====== Data entries

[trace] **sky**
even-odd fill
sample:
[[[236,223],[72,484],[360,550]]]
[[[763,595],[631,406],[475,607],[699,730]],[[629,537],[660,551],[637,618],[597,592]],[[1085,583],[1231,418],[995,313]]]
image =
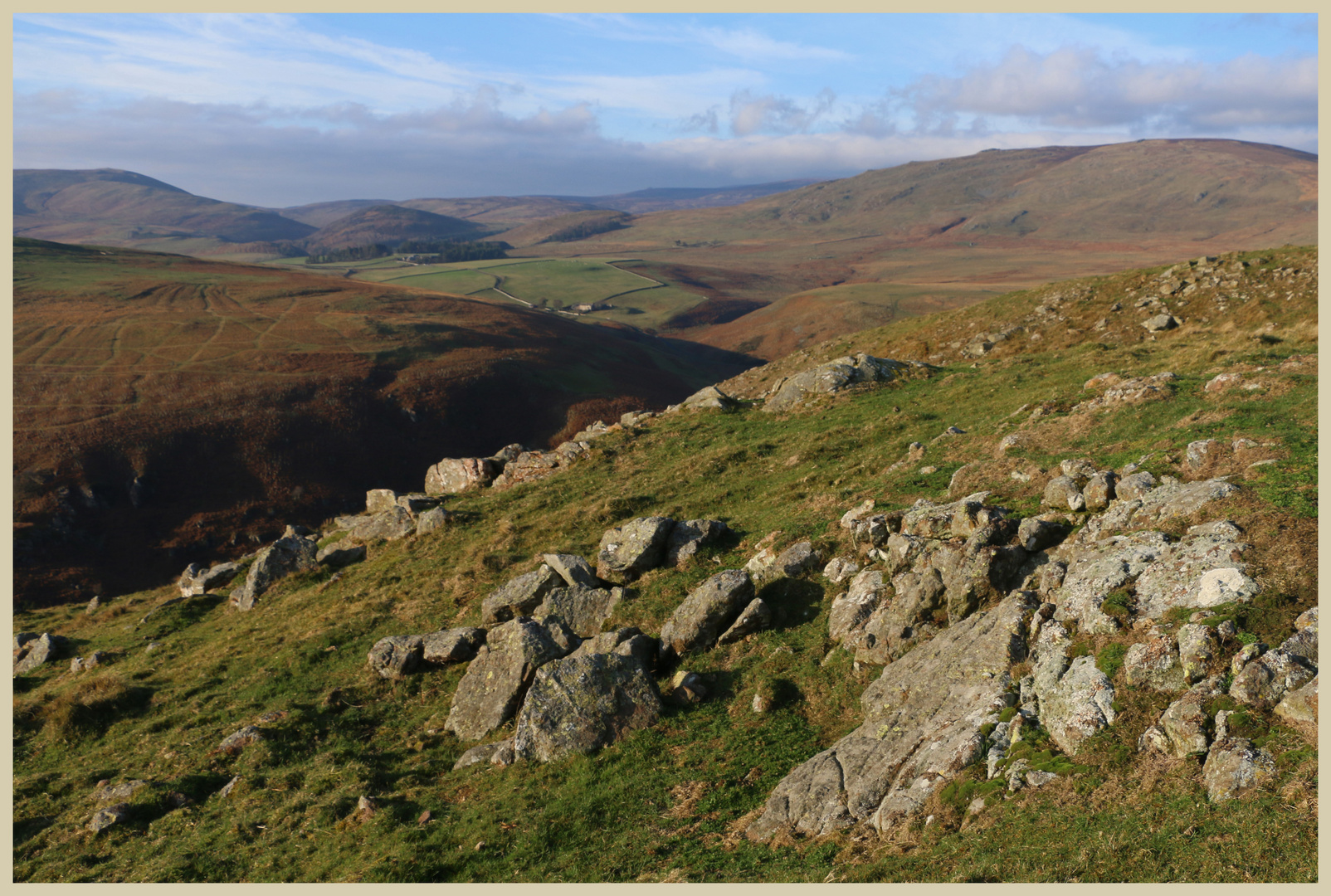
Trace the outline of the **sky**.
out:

============

**Exercise details:**
Arrange each line of the listing above as a Markdown table with the columns Number and Line, leaving out blank lines. Omit the pictures from your answer.

**Solution:**
| Number | Line |
|---|---|
| 1 | [trace] **sky** |
| 2 | even-odd fill |
| 3 | sample: |
| 4 | [[[236,223],[72,484],[360,550]]] |
| 5 | [[[763,595],[631,406],[475,607],[699,730]],[[629,537],[660,551],[637,618],[597,592]],[[1085,583],[1231,418],[995,313]]] |
| 6 | image = |
| 7 | Trace the outline of the **sky**. |
| 8 | out: |